> _GOAL OF THE EXERCISE_:
Reproduce the lines below, substituting "most central point" for every occurrence of "innermost point" and keeping everything else unchanged. Leave the pictures out of your answer.

> _PROVIDED RECORDS_:

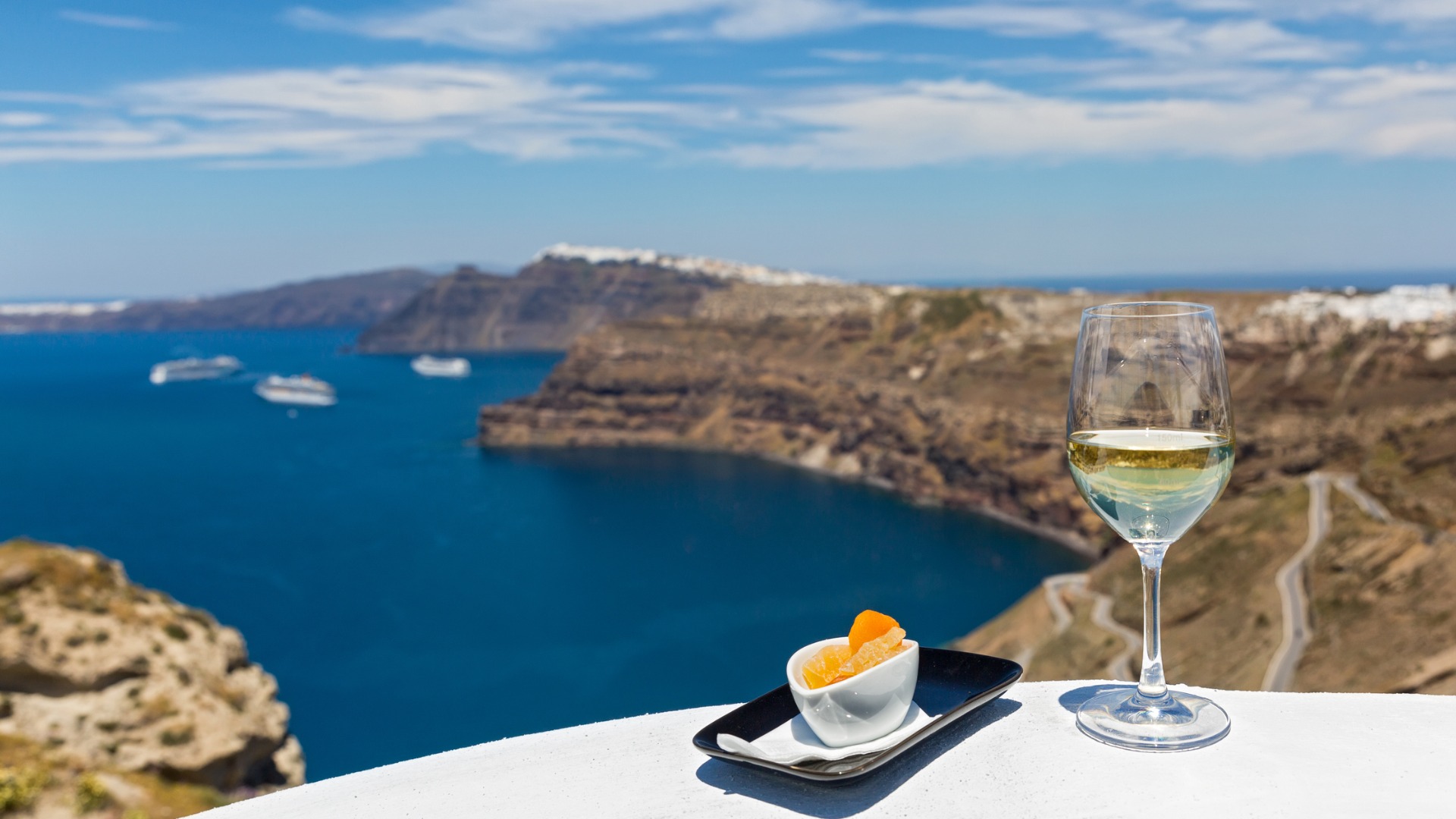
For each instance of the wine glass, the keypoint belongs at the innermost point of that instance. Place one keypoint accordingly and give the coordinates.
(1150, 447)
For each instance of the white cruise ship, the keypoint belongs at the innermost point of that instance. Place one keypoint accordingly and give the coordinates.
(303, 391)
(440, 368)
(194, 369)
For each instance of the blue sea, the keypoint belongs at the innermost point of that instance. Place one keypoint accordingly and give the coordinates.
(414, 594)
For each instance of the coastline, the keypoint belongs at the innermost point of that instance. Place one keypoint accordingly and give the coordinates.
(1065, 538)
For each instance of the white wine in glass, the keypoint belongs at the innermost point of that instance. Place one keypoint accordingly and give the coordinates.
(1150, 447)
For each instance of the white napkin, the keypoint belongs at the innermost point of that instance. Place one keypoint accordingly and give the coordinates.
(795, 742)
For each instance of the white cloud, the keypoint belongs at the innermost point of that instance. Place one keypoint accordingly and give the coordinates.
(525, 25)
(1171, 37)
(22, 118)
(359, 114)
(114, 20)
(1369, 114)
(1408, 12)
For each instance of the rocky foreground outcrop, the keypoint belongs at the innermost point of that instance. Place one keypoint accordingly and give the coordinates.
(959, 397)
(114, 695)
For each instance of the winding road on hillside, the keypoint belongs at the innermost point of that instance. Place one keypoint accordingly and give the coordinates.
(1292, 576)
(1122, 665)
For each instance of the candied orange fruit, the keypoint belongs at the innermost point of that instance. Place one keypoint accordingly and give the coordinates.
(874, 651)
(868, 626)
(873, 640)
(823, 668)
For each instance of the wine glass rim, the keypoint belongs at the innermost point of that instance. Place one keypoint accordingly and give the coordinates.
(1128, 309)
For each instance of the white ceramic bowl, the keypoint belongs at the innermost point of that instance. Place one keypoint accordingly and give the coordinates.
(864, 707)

> _SOLUTION TO THIS PROBLEM_:
For each instance of the wine glass, the keypoint belongs at the most central point of that instance. Place one keypoint accordingly and give the coordinates.
(1150, 447)
For each instance of the white cruise ship, the keypoint belongs at the most central point of that instance. Place one keypoint accordingly and give the coordinates.
(303, 391)
(440, 368)
(194, 369)
For each instance of the blue sea, the keypoint belongs at the most central point of that instance. Place one keypoint accordingly and give the coordinates.
(414, 594)
For each instance of the coastline, the keypoint belongs at the most central point of that instance. Place one keypoint accordingly and give the coordinates.
(1065, 538)
For each instance of the white wine in glass, the keypoint belongs at the most central point of that instance. Place one keypoint accordingly and give the coordinates.
(1150, 447)
For each instance of the white napkin, the keypoint belongs at the most central point of that instance. Place one keypoint accordingly and give the coordinates.
(795, 742)
For each instance of the white cloud, the keypoint belongs at the most central point of that instance. Place one keypoint accordingly and give the coordinates.
(525, 25)
(1171, 37)
(22, 118)
(359, 114)
(114, 20)
(1369, 114)
(1408, 12)
For each instance of the rocky foreground outcrop, the keypoint belongs at the most central point of that instance. Place one keypoint accordingly and give the coordinates.
(959, 397)
(114, 695)
For each instance of the winding road on hillside, the keypoint belongs at the most central point of that instance. Place one keypoint accordingly and give the coordinates.
(1292, 576)
(1122, 665)
For each instance of the candied orange fruit, the keypoint belongs at the most central point of that instance. Place one keypoint accordingly and give the coordinates.
(874, 651)
(868, 626)
(873, 640)
(823, 668)
For each instance of the wine glass rim, the keypoint belongs at the most central point of that instance. Place one keypoint accordingly and give the coordinates.
(1128, 309)
For each instance of the white ceramic bowl, the keypoint belongs at the most central point of that instance. Place one keypoint accordingly and give the coordinates.
(864, 707)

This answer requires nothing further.